* [OBJECTIVE]: Each entry below is to be transcribed exactly.

* begin *

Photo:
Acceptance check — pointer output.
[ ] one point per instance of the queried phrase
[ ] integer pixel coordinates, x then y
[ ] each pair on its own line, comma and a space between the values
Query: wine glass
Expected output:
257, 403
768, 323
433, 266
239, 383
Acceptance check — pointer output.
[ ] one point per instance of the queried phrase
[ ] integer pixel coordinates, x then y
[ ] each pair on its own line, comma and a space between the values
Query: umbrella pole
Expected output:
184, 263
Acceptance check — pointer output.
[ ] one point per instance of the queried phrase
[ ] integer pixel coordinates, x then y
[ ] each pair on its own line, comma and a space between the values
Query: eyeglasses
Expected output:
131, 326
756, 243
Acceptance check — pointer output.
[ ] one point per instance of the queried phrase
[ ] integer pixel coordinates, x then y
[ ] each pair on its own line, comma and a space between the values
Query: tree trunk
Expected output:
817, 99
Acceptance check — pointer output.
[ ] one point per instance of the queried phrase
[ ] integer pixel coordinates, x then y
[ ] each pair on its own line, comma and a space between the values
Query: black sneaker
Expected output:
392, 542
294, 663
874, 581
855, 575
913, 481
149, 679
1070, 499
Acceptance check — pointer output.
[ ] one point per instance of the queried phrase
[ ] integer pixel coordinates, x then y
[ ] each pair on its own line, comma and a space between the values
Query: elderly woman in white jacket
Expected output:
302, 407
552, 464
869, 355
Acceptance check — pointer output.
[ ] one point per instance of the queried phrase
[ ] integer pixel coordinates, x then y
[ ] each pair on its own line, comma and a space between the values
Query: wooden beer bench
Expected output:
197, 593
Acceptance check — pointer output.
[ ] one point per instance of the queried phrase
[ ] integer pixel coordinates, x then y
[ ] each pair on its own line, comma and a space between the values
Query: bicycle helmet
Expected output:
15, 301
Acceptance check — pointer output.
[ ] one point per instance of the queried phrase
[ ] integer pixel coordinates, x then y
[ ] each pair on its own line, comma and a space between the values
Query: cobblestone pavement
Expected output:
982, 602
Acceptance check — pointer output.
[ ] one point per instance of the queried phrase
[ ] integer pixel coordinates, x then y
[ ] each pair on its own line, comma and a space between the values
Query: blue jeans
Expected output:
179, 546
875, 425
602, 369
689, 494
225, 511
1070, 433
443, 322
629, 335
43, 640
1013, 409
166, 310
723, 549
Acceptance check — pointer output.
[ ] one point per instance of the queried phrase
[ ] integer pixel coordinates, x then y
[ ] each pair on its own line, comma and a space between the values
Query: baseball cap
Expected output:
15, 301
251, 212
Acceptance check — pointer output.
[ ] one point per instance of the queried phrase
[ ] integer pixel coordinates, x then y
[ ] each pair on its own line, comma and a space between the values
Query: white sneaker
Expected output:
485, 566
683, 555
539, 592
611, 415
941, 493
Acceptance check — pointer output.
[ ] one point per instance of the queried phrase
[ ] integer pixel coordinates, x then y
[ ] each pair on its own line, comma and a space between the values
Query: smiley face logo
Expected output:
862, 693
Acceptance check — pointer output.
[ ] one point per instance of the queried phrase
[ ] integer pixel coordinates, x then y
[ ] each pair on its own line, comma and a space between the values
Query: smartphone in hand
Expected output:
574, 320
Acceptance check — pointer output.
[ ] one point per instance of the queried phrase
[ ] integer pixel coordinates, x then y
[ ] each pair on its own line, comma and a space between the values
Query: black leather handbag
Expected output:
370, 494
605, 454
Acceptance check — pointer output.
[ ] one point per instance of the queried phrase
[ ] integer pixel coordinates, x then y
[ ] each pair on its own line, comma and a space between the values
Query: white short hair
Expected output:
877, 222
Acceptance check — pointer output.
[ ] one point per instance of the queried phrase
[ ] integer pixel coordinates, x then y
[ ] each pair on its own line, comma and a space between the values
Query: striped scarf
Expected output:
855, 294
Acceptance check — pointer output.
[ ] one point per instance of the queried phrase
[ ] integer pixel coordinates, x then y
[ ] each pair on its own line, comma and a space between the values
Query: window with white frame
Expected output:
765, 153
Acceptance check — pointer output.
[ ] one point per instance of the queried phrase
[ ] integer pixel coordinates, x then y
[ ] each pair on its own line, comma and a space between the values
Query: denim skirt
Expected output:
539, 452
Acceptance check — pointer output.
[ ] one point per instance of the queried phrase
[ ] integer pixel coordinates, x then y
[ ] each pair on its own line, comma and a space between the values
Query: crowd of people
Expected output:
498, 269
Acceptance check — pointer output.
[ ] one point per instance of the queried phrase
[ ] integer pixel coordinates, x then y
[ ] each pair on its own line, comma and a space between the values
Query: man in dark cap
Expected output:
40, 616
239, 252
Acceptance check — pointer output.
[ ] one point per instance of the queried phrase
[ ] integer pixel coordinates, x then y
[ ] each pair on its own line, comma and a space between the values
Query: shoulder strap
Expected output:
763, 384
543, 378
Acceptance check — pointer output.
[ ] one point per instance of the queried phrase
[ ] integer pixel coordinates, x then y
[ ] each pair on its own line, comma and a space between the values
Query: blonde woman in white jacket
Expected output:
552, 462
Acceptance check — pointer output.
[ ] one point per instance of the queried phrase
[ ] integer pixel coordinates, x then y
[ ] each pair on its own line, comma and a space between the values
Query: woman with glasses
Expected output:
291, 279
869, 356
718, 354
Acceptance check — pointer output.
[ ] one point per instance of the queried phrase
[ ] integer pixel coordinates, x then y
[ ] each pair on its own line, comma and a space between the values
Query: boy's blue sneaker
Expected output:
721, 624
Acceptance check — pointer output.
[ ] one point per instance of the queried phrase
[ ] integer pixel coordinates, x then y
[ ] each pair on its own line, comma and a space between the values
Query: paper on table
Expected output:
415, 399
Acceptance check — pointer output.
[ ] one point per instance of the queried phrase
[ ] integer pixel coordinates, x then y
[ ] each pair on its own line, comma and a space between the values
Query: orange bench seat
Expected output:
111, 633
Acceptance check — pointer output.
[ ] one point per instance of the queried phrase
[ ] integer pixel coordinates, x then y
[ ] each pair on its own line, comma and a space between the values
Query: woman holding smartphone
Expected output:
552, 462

* end *

* [SOLVED EXERCISE]:
Photo:
Acceptance check — pointer output.
[ ] one point per instance of the queried phrase
[ ] integer pixel coordinates, x then y
[ ] each pair on its own line, comma and a space between the values
Query: wine glass
Expected output:
257, 403
768, 323
433, 266
239, 383
Acceptance check — pointer output.
[ ] one point per instance of the queried phrase
[ ] integer pixel coordinates, x then y
[ ] each pair on its own line, comma and a space between the values
Query: umbrella pole
Expected output:
184, 263
Acceptance check — pointer output.
[ ] one point per instance of the queried phrase
[ ] integer pixel coordinates, x then y
[ ] each pair on its own line, comma and a space between the values
Query: eyeglasses
Expected output:
131, 326
756, 243
Acceptance check — pointer output.
[ ] one point per instance of the queried phrase
[ ] integer pixel coordinates, x then y
[ ] each pair on its own line, comma and a space between the values
Query: tree trunk
Expected output:
817, 99
Acceptance check — pointer output.
[ ] one point per instance of the queried phrase
[ ] integer pixel coordinates, x then y
[ ] each pair on its own line, comma and a space between the values
Query: black sneaker
Expected output:
392, 542
294, 663
874, 581
855, 575
913, 481
149, 679
1070, 499
Acceptance check — pointer output.
[ ] one point per instance of the queried phrase
[ ] integer pixel coordinates, x then y
[ ] each pair on its own line, comma and a space between the values
Query: elderly woman in white jacket
Expected output:
302, 407
552, 464
869, 355
Acceptance check — pointer output.
[ ] one point per instance of the queried phrase
[ ] integer pixel coordinates, x then y
[ ] each pair on its own line, comma and a space between the values
Query: wooden beer bench
Expected output:
197, 593
Acceptance check — pointer output.
[ ] one point per instance of the queried phrase
[ ] integer pixel coordinates, x then y
[ ] each pair on its own line, comma and a space between the values
Query: bicycle helmet
Expected output:
15, 301
Acceptance check — pointer output.
[ ] one point per instance of the queried phrase
[ ] integer pixel coordinates, x then y
[ ] each pair on its own line, comma and a space between the values
Query: cobblestone pavement
Expected output:
982, 602
Acceptance check — pointer output.
[ ] one point per instance of the queried phrase
[ ] integer pixel coordinates, x then y
[ ] each pair on its own line, comma and a space between the values
Query: blue jeans
Expected output:
179, 546
875, 425
602, 369
689, 494
225, 511
1070, 433
443, 322
629, 335
43, 640
1013, 409
166, 310
723, 549
Acceptance check — pointer output.
[ ] one point per instance of the queried phrase
[ ] integer pixel coordinates, x then y
[ ] each pair on its own line, comma and a space between the values
Query: baseball cap
Expected output:
15, 301
251, 212
Acceptance check — pointer output.
[ ] one point per instance of the queried phrase
[ ] integer pixel coordinates, x then y
[ ] each pair on its own line, comma and a space between the values
Query: white sneaker
Expected output:
485, 566
683, 555
539, 592
611, 415
941, 493
Acceptance check — pointer output.
[ ] one point per instance of the queried phrase
[ ] integer pixel coordinates, x then y
[ ] each pair on its own line, comma and a space between the values
Query: smiley face logo
Expected output:
862, 693
Acceptance check — pointer output.
[ ] one point per instance of the queried phrase
[ ] integer pixel coordinates, x then y
[ ] each pair on its own line, comma and a space between the values
Query: smartphone in hand
Expected output:
574, 320
Acceptance check — pointer output.
[ ] one point per instance of the queried phrase
[ ] integer pixel coordinates, x then y
[ ] each pair on its own line, comma and a space between the values
Query: black leather handbag
Expected output:
370, 494
605, 454
Acceptance check — pointer output.
[ ] one point per instance of the queried phrase
[ ] integer pixel coordinates, x then y
[ ] each pair on its own line, comma and a space between the values
Query: white short hair
Expected output:
877, 222
Acceptance check — pointer output.
[ ] one point per instance of the queried phrase
[ ] integer pixel coordinates, x then y
[ ] each pair on its own line, comma and a space between the values
Query: striped scarf
Expected output:
855, 294
Acceptance check — pointer output.
[ ] one point per instance of the queried phrase
[ ] integer pixel coordinates, x then y
[ ] each pair on its own line, comma and a space between the values
Query: window with white frame
Expected output:
765, 153
Acceptance check — pointer output.
[ ] one point per instance of the queried phrase
[ ] integer pixel coordinates, x then y
[ ] each pair on its own line, comma and a space between the values
Query: denim skirt
Expected output:
539, 452
Acceptance check — pointer output.
[ ] one point per instance of the queried phrase
[ ] integer pixel coordinates, x then y
[ ] each pair on its own line, comma and a space between the values
Query: crowd of people
Expected output:
498, 269
Acceptance check — pointer output.
[ ] one point per instance of the queried phrase
[ ] integer pixel coordinates, x then y
[ ] each pair on its own line, comma and a space between the values
Query: man in dark cap
Expected output:
40, 616
239, 252
Acceptance check — pointer output.
[ ] one point per instance of the queried phrase
[ ] integer pixel coordinates, x then y
[ ] each pair on its own line, comma and a space between the values
Query: shoulder strap
Expected output:
763, 384
543, 378
Acceptance check — pointer output.
[ ] one point per instance of the queried phrase
[ ] integer pixel coordinates, x then y
[ ] each pair on its own line, comma and a space between the values
Query: blonde woman in white jacket
Expected output:
552, 462
Acceptance check — pointer output.
[ ] one point per instance of the queried phrase
[ ] integer pixel coordinates, x then y
[ ] each pair on its own line, comma and a space between the values
Query: woman with glasses
Expected output:
291, 279
869, 356
718, 354
Acceptance check — pointer output.
[ ] one point per instance of the queried phrase
[ ] integer pixel coordinates, x then y
[ ] each pair on its own line, comma and a space between the values
Query: boy's blue sneaker
Expected output:
721, 624
Acceptance check — pointer output.
[ ] one point per instance of the queried phrase
[ ] integer pixel coordinates, x then y
[ ] each pair on its own line, comma and a space between the values
Query: paper on table
Expected output:
415, 399
Acceptance check — pointer output.
[ ] one point per instance of the queried phrase
[ ] integer pixel coordinates, x then y
[ ] each pair on its own line, comma and a space between the values
Query: orange bench seat
Expected output:
111, 633
Acceptance check — pointer output.
[ ] one point per instance of the queried phrase
[ ] integer pixel coordinates, x then y
[ ] each pair on its own line, comma and a space between the values
Query: woman holding smartphone
Expected output:
552, 462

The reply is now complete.